▶ **Problem description**: Reproduce the rows below verbatim, everything from the line containing "Query: grassy lawn" down to the line containing "(1159, 154)", with both of those lines included.

▶ **Data for processing**:
____
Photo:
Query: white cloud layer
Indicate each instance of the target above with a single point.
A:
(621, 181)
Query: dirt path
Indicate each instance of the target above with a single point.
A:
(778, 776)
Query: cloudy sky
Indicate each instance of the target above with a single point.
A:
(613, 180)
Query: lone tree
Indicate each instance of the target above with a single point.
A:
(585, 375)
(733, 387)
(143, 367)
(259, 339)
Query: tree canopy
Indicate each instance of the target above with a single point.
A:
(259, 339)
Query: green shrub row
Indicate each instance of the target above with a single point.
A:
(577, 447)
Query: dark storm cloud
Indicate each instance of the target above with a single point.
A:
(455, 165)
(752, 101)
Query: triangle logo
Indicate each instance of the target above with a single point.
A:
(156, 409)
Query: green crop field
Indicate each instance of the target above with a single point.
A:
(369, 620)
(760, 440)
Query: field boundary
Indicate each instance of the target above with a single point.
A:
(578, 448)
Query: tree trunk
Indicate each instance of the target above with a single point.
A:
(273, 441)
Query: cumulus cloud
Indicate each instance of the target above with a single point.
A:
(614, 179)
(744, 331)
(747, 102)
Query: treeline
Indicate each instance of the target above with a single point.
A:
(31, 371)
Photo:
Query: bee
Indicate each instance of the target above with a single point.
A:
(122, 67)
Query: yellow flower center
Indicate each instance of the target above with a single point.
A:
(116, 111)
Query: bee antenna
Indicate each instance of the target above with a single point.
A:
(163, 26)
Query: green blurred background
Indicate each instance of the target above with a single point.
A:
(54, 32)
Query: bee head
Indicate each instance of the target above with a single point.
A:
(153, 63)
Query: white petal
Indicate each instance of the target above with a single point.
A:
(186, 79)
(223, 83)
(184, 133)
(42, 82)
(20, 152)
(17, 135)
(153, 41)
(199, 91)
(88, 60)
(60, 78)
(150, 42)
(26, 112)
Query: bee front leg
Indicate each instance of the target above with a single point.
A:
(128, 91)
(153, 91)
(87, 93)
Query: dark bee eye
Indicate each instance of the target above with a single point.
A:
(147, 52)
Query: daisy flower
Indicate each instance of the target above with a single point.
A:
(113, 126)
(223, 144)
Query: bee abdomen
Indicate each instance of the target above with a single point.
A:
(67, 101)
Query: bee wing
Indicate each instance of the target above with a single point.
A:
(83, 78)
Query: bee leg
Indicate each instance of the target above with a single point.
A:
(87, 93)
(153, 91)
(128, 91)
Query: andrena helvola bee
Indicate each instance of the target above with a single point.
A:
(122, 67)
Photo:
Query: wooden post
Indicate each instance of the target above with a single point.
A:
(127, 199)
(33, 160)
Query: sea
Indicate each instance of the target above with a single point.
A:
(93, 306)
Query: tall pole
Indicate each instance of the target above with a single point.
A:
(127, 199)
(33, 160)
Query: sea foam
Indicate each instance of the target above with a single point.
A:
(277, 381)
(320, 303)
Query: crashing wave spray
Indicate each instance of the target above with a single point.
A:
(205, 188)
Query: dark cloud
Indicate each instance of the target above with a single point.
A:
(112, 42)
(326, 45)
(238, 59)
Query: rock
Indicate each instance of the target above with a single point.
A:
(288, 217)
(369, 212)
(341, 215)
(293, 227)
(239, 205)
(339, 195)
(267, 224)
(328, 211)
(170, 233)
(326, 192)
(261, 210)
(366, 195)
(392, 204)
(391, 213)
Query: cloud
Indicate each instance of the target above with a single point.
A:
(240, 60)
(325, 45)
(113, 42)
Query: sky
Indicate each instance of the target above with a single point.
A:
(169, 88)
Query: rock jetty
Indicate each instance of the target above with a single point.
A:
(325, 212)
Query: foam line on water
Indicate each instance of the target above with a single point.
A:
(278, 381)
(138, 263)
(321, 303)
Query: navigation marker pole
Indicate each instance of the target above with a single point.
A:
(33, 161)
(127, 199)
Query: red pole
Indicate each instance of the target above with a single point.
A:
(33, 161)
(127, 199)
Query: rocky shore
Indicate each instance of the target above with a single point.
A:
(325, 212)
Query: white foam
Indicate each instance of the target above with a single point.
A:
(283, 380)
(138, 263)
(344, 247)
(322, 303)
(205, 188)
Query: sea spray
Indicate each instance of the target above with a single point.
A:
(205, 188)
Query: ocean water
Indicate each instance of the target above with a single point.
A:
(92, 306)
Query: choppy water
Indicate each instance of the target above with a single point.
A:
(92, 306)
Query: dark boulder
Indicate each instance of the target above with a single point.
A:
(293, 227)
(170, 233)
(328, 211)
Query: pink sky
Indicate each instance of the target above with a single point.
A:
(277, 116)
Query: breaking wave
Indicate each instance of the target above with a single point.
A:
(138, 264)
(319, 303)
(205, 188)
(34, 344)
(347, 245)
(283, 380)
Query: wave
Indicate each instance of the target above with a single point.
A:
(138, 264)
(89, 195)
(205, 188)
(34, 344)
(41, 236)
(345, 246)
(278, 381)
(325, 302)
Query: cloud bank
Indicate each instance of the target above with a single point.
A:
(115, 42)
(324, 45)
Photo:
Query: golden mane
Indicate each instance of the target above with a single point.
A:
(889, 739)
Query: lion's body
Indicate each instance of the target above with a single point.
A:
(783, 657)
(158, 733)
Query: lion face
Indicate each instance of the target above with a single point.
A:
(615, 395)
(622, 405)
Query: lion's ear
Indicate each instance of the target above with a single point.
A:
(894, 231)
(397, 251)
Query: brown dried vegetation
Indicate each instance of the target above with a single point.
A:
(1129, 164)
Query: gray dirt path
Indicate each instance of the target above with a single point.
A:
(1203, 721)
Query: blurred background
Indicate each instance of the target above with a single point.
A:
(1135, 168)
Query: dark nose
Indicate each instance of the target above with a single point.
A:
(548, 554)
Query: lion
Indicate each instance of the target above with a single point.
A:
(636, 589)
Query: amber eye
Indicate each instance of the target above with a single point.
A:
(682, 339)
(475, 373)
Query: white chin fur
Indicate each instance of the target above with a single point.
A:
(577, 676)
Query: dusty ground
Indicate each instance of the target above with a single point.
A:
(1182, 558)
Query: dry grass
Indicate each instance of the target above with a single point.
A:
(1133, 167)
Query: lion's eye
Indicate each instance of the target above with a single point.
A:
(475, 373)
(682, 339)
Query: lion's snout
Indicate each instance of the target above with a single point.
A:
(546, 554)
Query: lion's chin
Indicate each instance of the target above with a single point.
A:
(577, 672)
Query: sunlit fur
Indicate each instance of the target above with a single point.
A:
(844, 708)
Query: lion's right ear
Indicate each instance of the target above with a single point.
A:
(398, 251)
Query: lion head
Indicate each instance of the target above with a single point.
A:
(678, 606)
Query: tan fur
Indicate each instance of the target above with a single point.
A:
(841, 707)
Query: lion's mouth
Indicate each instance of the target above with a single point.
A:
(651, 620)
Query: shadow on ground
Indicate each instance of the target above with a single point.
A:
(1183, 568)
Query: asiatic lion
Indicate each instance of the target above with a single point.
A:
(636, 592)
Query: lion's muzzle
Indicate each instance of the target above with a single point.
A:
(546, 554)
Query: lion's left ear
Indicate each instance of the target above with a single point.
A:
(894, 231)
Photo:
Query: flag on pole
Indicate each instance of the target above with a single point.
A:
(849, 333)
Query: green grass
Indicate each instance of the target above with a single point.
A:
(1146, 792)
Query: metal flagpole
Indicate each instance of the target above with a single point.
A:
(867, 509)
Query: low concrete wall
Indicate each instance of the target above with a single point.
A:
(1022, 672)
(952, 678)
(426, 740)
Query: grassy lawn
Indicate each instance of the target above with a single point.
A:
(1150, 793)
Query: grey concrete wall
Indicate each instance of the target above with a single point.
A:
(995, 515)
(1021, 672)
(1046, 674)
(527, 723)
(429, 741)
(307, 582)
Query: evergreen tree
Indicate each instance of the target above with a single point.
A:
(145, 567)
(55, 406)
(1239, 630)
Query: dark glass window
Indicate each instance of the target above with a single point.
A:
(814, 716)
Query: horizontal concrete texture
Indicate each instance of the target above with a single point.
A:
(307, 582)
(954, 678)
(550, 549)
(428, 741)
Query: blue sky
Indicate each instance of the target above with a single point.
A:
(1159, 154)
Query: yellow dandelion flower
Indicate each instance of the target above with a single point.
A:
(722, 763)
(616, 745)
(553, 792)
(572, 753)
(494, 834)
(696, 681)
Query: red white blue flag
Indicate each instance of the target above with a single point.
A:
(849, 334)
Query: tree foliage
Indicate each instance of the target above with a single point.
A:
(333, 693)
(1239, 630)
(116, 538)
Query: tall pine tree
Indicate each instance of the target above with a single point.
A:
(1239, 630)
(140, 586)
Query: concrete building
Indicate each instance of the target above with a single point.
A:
____
▶ **Full output**:
Query: grassy lawn
Indicate each instance of the target above with a single point.
A:
(1150, 793)
Query: grey concrete wall
Indicate each instance of the target above with a single point.
A:
(995, 515)
(1021, 672)
(1046, 674)
(527, 723)
(429, 741)
(307, 582)
Query: evergreen tree
Indicate each instance of the target above with a single point.
A:
(145, 567)
(55, 406)
(1239, 630)
Query: dark glass window
Indicate each instance of the target above with a single point.
A:
(814, 716)
Query: horizontal concrete texture
Indicate each instance of the target above with a single point.
A:
(307, 582)
(954, 678)
(550, 549)
(428, 741)
Query: blue sky
Indicate each instance of the target above with a single point.
A:
(1159, 154)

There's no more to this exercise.